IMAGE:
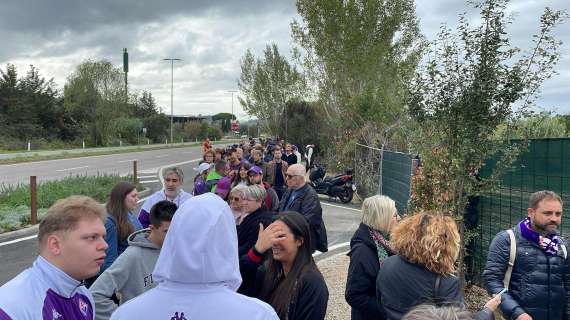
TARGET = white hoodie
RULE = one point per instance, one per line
(197, 270)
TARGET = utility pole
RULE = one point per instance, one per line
(171, 94)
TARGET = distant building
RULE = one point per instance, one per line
(189, 118)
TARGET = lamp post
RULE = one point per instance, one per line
(171, 93)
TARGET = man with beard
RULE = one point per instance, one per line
(172, 191)
(538, 282)
(255, 176)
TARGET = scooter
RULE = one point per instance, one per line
(340, 186)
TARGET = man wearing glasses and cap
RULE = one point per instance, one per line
(271, 201)
(301, 197)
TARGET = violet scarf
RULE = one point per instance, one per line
(549, 244)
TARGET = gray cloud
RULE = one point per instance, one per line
(209, 35)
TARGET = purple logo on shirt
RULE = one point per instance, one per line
(77, 307)
(176, 317)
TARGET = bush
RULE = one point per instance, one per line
(15, 201)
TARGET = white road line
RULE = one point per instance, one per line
(331, 248)
(337, 206)
(69, 169)
(18, 240)
(149, 181)
(130, 160)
■ ■ ■ ■
Exercise brief: Give back the lines word for word, from the very first in the material above to the one that has "TARGET = violet scarf", both included, without the pictures.

Written solution:
IMAGE:
TARGET = white hoodie
RULE = one point per instance, one per line
(197, 270)
TARGET = utility pole
RULE = one point per instance, one per line
(171, 94)
TARGET = distant building
RULE = one point per instance, one per line
(189, 118)
TARGET = lamp post
RULE = one point per instance, one per line
(171, 93)
TARGET = man with beard
RULE = one point per instance, one per line
(172, 191)
(538, 282)
(255, 176)
TARGET = scooter
RULE = one point per instance, one per line
(340, 186)
TARGET = man wearing glasses and cap
RULE = one point per instance, one per line
(271, 201)
(301, 197)
TARGET = violet scarf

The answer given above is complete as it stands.